● ПОСТАВЛЕННАЯ ЗАДАЧА
Продолжите воспоминания о годах скитаний и учительской работы, начав сразу после последнего предложения фрагмента.

● ФРАГМЕНТ ТЕКСТА

Мы будем вместе. Письма с той войны - страница 33



Исцарапать до крови грудь.

Конечно, грудь я никому не царапал, к проституткам не ходил, но меня радовала эта человеческая слава, и писал в этом духе, читал стихи «замогильным» неестественным голосом. Девушки жалели меня.

Но Беленинов написал:

Мой милый друг, ну что с тобою стало?
в «Смычке» прочитал, но нет, не может быть!
Не может быть, чтоб в пошлости скандала
Погиб поэт, порвавши жизни нить!
Нет, нет, не верю я! Не может быть!
…Скажи, когда впотьмах ребёнок вдруг заплачет,
Ты не зажжёшь огня, чтоб разогнать кошмар?
Так как ты смеешь пить, когда твоя задача —
Огнём стихов питать борьбы пожар
И тех, кто пасть готов, вновь дыбить на удар…

Много он сделал для меня. Но я ревниво держался за свою «славу», которая радовала меня, хотя я и видел, что мои «почитатели» – как раз те люди, которых я не любил. В комсомоле на меня смотрели презрительно, но мне было всё равно.

Наконец я уехал с Темафом (театр малых форм) декоратором. Полтора года пьянства, халтуры, переездов. Покамест не очнулся я в Саратове под лодкой, в жутком похмелье, грязный, с грязными товарищами.

Я ушёл в баню, вымылся, оделся и… уехал на первом попавшемся пароходе. Астрахань, Гурьев.


Над страной пронёсся новый ветер. Пятилетний план, реконструкция, догнать и перегнать. Я увидел, что наши серые люди работают в своей стране, как трудолюбивый садовник, а мы, культуртрегеры, валяемся в травке, любуясь красотой сада, издеваясь над беспорядком, который сопутствует каждому строительству, рыча: «Нам красоту дайте!».

Работал в ГПУ, сотрудничал в газете. В 1929 году перешёл на работу в школу преподавателем ИЗО41. Учился и окончил вечерний учительский институт, факультет истории. Но эта блицсистема, основанная на бригадном методе, мне не дала удовлетворения.

К урокам я готовился больше, чем к зачётам. А сколько было таких калек или просто профанов, не знавших, куда приткнуться. Да, кстати сказать, мало ли их сейчас, обросших стажем и опытом.

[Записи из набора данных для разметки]
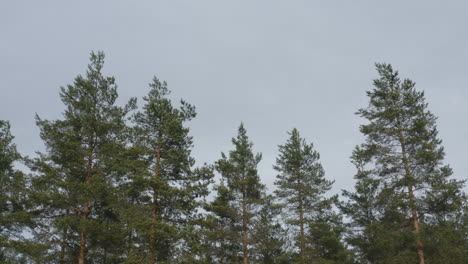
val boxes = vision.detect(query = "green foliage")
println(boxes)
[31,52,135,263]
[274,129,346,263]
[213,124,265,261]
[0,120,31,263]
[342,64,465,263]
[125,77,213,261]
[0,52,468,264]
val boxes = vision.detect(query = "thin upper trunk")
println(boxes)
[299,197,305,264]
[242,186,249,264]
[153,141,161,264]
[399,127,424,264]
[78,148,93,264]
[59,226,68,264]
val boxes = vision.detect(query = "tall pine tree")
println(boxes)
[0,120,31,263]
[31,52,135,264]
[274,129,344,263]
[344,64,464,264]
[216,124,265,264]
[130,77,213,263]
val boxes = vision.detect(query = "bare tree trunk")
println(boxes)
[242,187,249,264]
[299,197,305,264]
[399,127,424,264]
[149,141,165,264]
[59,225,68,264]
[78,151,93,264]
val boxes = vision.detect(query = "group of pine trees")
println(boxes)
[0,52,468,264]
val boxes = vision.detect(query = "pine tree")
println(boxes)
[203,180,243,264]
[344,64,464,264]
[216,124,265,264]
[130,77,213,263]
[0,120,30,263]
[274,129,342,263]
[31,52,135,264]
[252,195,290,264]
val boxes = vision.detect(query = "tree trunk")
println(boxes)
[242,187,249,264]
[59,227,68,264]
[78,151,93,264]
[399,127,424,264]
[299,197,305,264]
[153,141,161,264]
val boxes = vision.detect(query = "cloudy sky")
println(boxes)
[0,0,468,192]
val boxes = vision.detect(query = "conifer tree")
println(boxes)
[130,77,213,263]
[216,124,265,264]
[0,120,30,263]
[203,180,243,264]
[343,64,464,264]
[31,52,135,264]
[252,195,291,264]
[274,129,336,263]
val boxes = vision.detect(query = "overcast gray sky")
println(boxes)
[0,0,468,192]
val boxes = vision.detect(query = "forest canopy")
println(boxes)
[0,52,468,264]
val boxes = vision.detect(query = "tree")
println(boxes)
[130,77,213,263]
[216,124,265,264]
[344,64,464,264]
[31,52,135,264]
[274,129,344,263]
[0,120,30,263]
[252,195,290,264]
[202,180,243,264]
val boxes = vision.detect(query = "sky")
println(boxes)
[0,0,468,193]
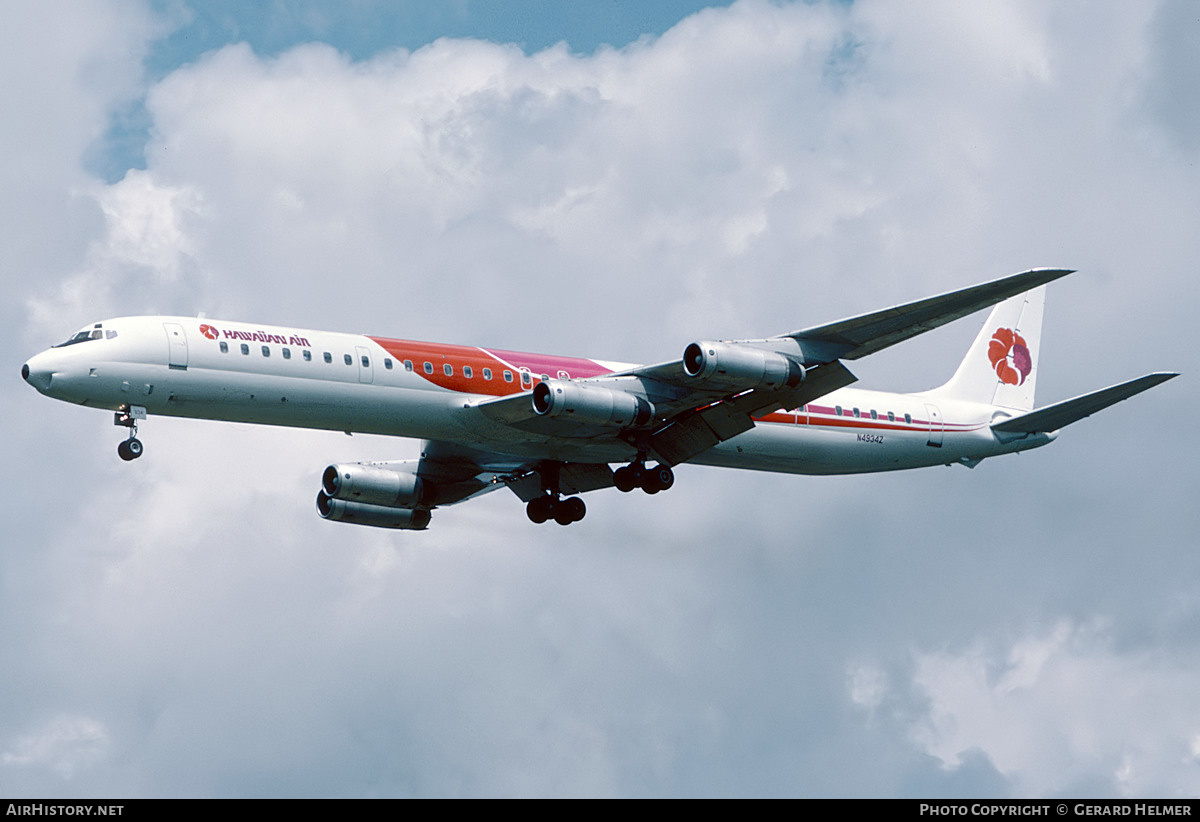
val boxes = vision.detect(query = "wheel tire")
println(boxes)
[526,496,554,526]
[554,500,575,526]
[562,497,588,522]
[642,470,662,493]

...

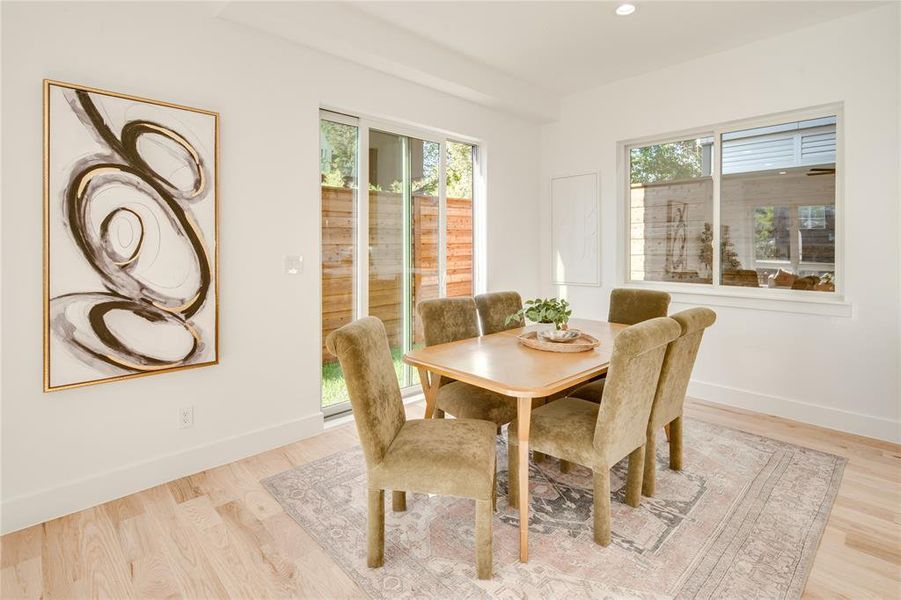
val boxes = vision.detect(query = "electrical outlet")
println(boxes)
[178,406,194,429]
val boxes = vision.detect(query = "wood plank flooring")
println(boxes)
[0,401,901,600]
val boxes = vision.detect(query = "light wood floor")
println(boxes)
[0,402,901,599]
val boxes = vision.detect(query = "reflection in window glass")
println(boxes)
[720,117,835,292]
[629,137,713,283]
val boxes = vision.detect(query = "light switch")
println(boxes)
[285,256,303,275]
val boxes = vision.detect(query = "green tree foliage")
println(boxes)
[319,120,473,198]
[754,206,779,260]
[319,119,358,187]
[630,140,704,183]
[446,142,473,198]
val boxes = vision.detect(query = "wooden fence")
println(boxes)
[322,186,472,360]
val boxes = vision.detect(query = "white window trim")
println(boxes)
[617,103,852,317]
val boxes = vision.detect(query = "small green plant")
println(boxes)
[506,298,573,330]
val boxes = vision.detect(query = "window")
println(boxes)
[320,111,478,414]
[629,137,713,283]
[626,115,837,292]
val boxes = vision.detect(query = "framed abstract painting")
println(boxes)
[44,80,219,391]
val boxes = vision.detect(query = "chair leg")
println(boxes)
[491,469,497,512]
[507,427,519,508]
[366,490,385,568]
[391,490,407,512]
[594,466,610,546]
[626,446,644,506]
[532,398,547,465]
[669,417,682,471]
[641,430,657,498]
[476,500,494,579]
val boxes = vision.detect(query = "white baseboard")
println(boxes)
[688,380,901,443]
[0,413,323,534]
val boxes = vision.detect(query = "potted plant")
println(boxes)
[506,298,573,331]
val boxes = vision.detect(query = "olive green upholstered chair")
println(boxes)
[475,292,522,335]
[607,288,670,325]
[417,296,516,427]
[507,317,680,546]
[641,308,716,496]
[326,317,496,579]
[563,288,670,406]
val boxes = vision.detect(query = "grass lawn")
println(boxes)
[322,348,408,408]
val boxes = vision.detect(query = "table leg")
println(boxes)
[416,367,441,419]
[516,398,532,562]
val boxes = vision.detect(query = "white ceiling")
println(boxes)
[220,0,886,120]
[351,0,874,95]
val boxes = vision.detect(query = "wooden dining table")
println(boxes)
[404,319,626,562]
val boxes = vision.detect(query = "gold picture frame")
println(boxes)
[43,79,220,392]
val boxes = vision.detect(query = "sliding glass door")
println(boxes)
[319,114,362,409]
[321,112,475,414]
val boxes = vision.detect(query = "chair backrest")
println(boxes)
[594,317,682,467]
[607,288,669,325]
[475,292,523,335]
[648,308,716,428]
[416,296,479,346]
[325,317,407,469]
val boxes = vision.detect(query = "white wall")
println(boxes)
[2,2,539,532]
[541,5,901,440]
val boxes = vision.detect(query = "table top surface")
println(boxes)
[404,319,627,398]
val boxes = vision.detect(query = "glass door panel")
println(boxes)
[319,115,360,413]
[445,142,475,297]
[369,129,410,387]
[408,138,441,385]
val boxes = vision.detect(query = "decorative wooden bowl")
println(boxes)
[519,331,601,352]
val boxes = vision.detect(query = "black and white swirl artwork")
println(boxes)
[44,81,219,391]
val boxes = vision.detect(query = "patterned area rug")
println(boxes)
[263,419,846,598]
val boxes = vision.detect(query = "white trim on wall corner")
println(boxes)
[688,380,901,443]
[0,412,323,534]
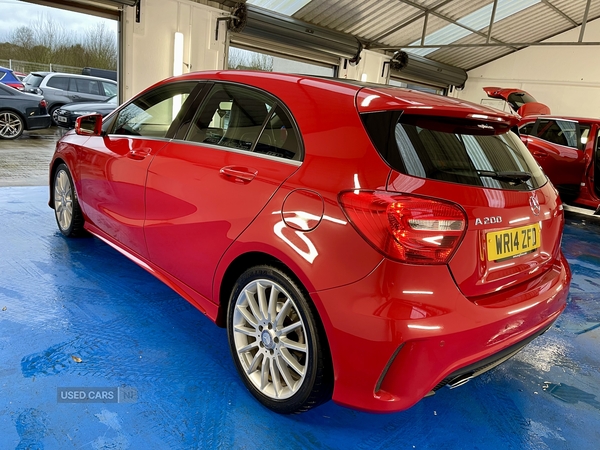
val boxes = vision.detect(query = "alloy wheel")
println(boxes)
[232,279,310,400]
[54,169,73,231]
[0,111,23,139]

● ОТВЕТ К УПРАЖНЕНИЮ
Тут я пережил свою любовь. Чистую, святую любовь, не запятнав её ничем. Но стоит ли писать о ней? Это так скучно и, при рассказе, слишком романтично.

Убежав от неё (этой любви), я очутился в захолустье Средней Азии. Пахта-Аральский район, бывшая Голодная степь, где я был «культурным человеком с громадной эрудицией», сравнительно со средой. Были и там образованные люди, но это были ссыльные троцкисты, СВУ42 и прочие.


Я боюсь, что по поводу этих писем ты скажешь афоризм Козьмы Пруткова о фонтане.

Но, Муся, клянусь, что работал добросовестно, дальше опишу. Боюсь, что ты, прочитав всё это, отвернёшься от меня. Ведь я не знаю, каким покровом одела меня твоя мечта, «а ведь король-то голый».

Ну что ж. «Не по хорошему мил, а по милу хорош». Если эта пословица не оправдает себя, значит, наш замок был построен на песке.

Но это не случится? Да?

Целую твои тёмные глаза, способные видеть светлое. Твой Ганя

Тогда была мода разоблачать, и меня начали разоблачать

(без даты)

Меня немного удивили твои вопросы о моей женитьбе, аресте. Я, помню, рассказывал об этом, так же, как о моей первой любви к Д., так что считал лишним писать уже известное тебе. Но напишу без прикрас и вполне откровенно.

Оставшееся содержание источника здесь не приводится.